:: Records

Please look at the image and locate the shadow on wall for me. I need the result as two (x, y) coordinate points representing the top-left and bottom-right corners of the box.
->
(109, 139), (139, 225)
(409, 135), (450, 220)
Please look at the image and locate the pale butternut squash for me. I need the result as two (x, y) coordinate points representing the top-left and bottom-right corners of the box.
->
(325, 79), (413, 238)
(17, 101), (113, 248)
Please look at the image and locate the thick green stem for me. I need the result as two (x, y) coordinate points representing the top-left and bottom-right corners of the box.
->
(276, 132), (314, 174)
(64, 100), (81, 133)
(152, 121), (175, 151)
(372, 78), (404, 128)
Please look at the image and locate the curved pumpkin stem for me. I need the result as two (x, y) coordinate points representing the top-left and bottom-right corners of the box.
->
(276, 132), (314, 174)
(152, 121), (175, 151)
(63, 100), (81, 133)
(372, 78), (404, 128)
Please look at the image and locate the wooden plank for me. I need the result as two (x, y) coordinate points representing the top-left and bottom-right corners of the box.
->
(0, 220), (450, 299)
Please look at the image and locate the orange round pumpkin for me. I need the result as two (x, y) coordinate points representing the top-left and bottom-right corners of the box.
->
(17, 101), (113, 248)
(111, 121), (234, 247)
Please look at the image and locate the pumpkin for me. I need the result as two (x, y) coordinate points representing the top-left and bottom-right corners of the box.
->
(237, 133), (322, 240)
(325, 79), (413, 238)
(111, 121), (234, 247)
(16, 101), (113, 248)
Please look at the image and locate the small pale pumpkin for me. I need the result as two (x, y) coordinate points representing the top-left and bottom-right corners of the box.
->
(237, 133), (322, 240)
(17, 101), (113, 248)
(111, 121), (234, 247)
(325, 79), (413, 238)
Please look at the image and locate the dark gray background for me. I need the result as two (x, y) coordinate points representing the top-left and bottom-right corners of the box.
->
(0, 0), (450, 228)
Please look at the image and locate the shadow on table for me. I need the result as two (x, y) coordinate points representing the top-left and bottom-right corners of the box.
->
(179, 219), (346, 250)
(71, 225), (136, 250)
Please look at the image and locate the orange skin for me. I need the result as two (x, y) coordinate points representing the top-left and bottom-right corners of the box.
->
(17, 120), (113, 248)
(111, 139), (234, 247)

::::

How many lines in the listing above contain the word "look"? Reply with the number alone.

→ Response below
11